Posts Tagged ‘Gritty’

Cruel Nature Records – 2nd December 2022

Christopher Nosnibor

Having raved about Pound Land’s second album, Can’t Be Arsed back in March, I was pretty thrilled to find the follow-up landing so swiftly. What with the exponential rise of Benefits, and acts like Polevaulter emerging, it seems that now is a good time for angsty, angry music with noisy tendencies and gritty sociopolitical leanings. Of course it is: it’s a sign of the times, and besides, it’s not a good time for anything else, unless you happen to be a non-dom billionaire or a CEO at an oil company.

If Sleaford Mods set a new template for the paired-back duo setup as being in vogue before the pandemic, the combination of lockdowns and crippling economic circumstance has rendered this an operational necessity for many musicians.

Pound Land may be up to their elbows in grimy dishwater and wading through excrement in streets where the drains and sewers are backed up due to torrential downpours and a lack of council funding, but they share little common ground with Sleaford Mods, and that’s despite favouring repetitive monotonous Krautrock-inspired grooves over dynamic structures: Pound Land are far doomier, dingier, lugging their way closer to sludge metal than anything you could possibly dance to.

The Stockport duo’s third album is a monster slab of punishing, gut-dragging, bass-heavy grimness, and one has to wonder how much to read into the title. The people are weary, ground down: will they rise up, or curl up and give up?

^^^^^^^^

Assigned task: From the review of Pound Land's third album, quote the stretch from "Pound Land may" through "possibly dance to." word for word. The items that come next play no part in the work on this page.

[Point localization data]
^^^^^^^^

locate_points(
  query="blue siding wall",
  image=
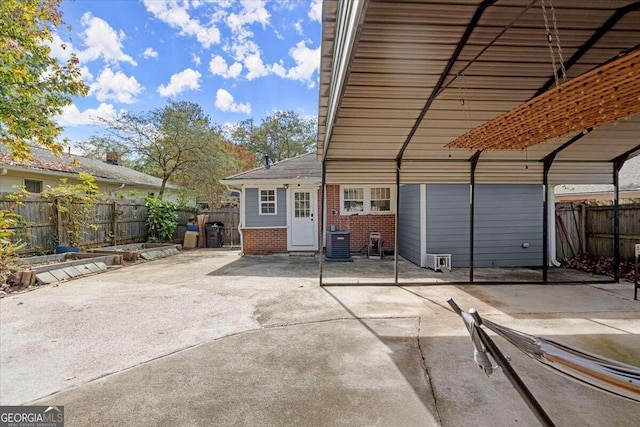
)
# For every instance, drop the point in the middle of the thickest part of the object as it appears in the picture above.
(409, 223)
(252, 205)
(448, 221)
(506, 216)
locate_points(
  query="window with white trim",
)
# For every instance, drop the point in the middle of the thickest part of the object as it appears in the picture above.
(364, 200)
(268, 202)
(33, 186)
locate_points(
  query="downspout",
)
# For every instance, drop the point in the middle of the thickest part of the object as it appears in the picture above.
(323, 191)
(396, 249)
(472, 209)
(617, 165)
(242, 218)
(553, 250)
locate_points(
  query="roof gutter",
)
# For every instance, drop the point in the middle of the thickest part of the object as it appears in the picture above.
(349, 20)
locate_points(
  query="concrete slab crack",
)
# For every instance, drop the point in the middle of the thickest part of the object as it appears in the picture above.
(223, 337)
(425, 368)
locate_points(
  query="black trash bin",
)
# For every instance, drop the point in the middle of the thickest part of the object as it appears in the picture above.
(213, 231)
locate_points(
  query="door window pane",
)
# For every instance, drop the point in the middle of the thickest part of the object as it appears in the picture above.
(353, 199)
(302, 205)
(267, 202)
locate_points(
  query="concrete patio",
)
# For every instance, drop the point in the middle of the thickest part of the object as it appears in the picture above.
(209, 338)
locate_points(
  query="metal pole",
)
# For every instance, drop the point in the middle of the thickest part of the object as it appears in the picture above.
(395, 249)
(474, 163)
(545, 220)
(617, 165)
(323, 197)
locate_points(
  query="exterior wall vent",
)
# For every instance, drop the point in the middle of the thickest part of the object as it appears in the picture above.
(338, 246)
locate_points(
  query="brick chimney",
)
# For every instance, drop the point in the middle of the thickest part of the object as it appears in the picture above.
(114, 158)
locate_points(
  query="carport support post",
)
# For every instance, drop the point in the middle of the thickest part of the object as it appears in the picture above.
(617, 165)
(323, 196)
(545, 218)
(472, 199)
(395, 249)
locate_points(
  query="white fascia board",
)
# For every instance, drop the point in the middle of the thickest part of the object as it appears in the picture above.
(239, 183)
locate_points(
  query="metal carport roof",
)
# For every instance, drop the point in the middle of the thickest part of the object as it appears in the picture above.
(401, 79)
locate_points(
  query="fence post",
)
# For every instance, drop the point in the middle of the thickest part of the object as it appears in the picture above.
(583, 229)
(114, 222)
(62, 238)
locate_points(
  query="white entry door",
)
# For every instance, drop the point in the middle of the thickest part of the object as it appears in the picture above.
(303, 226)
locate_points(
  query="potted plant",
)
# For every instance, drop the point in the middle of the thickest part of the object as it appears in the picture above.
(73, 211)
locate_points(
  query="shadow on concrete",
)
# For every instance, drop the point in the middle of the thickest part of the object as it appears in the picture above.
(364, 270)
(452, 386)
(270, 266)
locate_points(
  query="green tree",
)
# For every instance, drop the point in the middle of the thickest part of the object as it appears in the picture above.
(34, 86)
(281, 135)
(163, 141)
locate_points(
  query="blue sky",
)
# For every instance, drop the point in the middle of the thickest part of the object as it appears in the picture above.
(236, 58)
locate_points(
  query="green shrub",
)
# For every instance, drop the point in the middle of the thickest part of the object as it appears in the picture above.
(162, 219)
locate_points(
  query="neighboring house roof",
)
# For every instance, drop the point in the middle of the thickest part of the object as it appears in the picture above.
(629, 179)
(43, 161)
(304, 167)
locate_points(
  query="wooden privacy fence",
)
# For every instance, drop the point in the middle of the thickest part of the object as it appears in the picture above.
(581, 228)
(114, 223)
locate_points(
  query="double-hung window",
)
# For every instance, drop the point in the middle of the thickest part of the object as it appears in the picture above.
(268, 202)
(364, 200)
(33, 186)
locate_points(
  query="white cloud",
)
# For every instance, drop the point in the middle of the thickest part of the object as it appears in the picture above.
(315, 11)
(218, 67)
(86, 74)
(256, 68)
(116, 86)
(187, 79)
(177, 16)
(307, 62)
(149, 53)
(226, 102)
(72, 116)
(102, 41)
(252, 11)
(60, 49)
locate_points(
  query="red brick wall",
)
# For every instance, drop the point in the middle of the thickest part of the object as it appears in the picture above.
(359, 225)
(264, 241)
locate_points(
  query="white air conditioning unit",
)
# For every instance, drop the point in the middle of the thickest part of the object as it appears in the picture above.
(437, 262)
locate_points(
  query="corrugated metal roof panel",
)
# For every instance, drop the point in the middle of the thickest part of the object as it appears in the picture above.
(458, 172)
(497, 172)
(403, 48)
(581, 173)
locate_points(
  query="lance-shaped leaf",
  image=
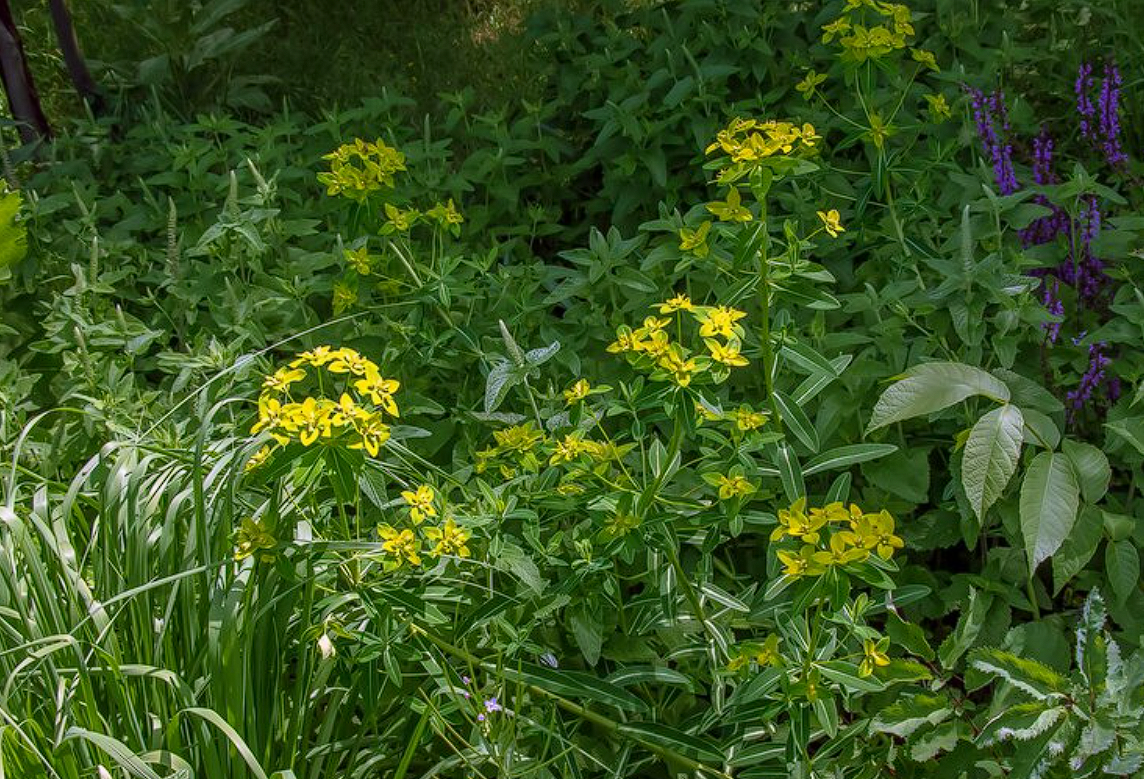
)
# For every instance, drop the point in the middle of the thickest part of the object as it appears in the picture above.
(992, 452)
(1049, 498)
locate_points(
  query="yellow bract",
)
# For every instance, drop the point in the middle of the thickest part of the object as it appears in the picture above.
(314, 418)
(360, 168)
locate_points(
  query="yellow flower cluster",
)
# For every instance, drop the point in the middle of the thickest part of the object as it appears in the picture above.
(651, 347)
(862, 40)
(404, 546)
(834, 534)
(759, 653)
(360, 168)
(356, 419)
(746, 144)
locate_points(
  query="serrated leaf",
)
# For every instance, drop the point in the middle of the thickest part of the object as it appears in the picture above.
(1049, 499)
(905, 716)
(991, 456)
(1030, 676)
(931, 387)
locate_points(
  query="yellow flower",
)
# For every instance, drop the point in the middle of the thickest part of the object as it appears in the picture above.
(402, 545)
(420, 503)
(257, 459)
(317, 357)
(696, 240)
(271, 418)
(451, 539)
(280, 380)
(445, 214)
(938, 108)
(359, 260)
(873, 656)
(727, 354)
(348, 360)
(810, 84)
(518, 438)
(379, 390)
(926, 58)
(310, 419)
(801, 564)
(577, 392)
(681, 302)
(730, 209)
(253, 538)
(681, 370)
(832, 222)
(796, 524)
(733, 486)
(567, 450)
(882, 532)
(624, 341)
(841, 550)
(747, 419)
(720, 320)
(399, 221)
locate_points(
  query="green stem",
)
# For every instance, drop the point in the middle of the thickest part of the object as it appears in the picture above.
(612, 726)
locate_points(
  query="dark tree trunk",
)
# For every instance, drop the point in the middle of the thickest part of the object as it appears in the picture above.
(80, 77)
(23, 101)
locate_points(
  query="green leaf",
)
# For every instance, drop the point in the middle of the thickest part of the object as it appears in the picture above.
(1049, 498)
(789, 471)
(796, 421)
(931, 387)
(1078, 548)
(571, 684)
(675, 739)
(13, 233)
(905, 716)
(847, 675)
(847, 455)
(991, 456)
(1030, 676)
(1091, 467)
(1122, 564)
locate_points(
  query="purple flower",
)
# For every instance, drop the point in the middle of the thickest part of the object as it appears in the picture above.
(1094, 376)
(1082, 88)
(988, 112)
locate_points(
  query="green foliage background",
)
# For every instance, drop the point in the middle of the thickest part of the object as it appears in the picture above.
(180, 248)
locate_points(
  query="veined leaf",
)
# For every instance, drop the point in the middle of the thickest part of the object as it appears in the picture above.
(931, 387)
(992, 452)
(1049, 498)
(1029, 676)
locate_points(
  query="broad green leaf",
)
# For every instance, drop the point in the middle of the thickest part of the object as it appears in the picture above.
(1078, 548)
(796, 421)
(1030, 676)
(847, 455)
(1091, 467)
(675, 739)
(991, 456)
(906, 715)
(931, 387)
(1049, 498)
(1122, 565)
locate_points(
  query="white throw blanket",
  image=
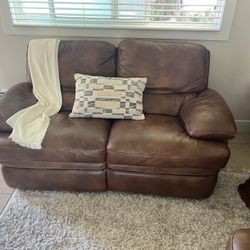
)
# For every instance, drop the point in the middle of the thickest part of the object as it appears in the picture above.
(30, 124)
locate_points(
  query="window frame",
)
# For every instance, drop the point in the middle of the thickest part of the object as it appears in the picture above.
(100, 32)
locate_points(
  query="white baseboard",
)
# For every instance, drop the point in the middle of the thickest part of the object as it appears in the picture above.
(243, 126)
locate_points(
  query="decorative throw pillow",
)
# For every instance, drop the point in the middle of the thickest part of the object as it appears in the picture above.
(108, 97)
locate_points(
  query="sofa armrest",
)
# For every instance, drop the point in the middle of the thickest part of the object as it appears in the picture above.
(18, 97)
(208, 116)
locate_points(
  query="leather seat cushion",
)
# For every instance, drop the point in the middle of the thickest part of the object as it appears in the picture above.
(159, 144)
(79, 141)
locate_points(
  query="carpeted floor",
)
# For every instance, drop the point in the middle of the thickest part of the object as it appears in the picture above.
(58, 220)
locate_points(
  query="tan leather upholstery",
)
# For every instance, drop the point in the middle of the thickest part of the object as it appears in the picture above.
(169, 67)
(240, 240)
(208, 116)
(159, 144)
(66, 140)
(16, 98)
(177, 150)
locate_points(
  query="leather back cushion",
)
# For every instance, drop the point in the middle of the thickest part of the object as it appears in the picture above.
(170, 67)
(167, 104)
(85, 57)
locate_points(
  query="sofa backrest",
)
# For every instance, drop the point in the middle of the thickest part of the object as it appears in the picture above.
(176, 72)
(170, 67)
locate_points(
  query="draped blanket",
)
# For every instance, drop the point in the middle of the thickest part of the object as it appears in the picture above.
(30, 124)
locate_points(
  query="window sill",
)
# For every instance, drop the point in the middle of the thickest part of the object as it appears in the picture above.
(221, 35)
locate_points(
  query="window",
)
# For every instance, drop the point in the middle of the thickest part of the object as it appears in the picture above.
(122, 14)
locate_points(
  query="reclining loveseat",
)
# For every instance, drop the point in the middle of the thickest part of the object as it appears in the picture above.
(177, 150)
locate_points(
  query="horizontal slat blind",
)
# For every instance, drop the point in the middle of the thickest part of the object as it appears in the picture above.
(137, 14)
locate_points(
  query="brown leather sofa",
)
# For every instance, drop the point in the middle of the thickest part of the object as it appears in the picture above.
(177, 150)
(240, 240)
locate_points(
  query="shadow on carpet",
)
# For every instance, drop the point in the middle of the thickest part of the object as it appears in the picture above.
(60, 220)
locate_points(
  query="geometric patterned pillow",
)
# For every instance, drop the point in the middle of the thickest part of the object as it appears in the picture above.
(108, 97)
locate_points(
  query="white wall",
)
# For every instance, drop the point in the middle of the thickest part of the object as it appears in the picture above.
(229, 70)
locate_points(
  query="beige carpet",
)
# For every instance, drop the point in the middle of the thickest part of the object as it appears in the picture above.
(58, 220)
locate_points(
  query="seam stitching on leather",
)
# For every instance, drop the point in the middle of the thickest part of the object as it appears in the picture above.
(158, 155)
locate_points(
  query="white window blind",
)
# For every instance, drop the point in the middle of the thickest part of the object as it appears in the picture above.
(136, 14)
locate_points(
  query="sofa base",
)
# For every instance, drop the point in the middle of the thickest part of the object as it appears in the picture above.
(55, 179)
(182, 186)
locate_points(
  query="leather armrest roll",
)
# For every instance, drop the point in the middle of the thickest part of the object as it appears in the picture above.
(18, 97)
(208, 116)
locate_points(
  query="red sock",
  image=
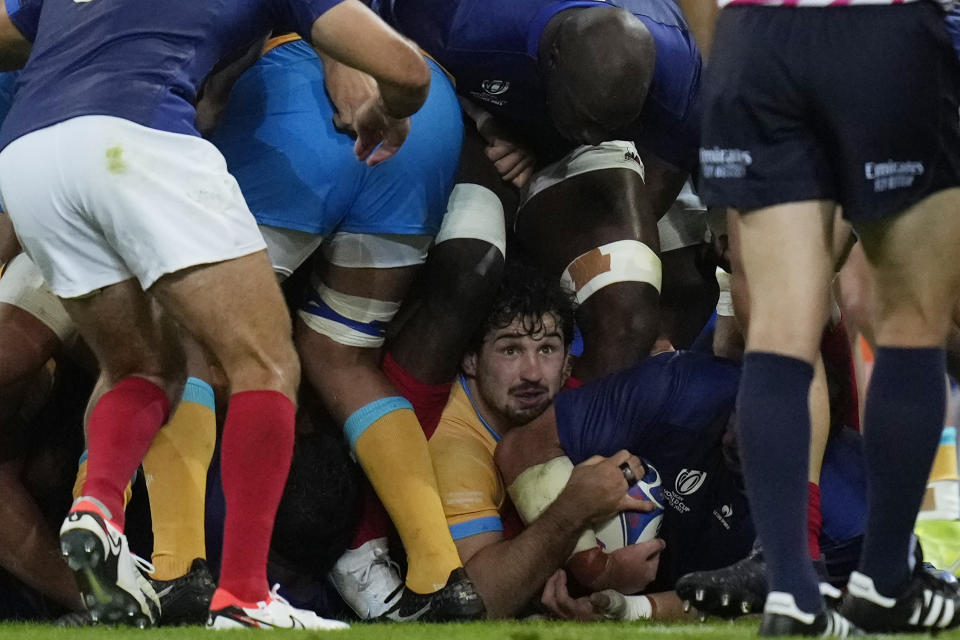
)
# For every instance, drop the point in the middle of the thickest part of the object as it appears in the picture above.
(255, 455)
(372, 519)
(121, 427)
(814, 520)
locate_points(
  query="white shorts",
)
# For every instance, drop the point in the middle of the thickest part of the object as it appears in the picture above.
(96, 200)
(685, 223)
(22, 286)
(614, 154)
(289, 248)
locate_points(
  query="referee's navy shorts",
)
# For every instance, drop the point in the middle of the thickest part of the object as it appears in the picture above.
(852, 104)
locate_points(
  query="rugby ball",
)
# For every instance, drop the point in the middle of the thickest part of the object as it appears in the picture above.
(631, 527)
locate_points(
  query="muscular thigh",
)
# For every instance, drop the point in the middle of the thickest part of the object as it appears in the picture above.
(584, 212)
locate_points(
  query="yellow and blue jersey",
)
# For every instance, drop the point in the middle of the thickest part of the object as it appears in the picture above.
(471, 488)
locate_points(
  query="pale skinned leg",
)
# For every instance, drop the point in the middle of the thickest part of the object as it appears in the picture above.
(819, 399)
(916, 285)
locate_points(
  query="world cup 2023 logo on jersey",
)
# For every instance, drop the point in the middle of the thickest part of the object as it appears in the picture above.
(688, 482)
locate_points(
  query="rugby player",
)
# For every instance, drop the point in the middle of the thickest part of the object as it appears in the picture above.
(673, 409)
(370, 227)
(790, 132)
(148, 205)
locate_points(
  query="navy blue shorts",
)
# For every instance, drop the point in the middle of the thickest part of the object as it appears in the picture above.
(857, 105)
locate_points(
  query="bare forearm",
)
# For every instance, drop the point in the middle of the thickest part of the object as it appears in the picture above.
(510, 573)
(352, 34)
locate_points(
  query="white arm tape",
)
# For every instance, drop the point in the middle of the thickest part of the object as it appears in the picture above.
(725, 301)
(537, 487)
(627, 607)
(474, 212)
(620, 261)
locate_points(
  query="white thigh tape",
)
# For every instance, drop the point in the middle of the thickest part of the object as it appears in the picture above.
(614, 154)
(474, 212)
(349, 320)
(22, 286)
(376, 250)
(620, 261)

^^^^^^^^

Expected answer:
Pound Land may be up to their elbows in grimy dishwater and wading through excrement in streets where the drains and sewers are backed up due to torrential downpours and a lack of council funding, but they share little common ground with Sleaford Mods, and that’s despite favouring repetitive monotonous Krautrock-inspired grooves over dynamic structures: Pound Land are far doomier, dingier, lugging their way closer to sludge metal than anything you could possibly dance to.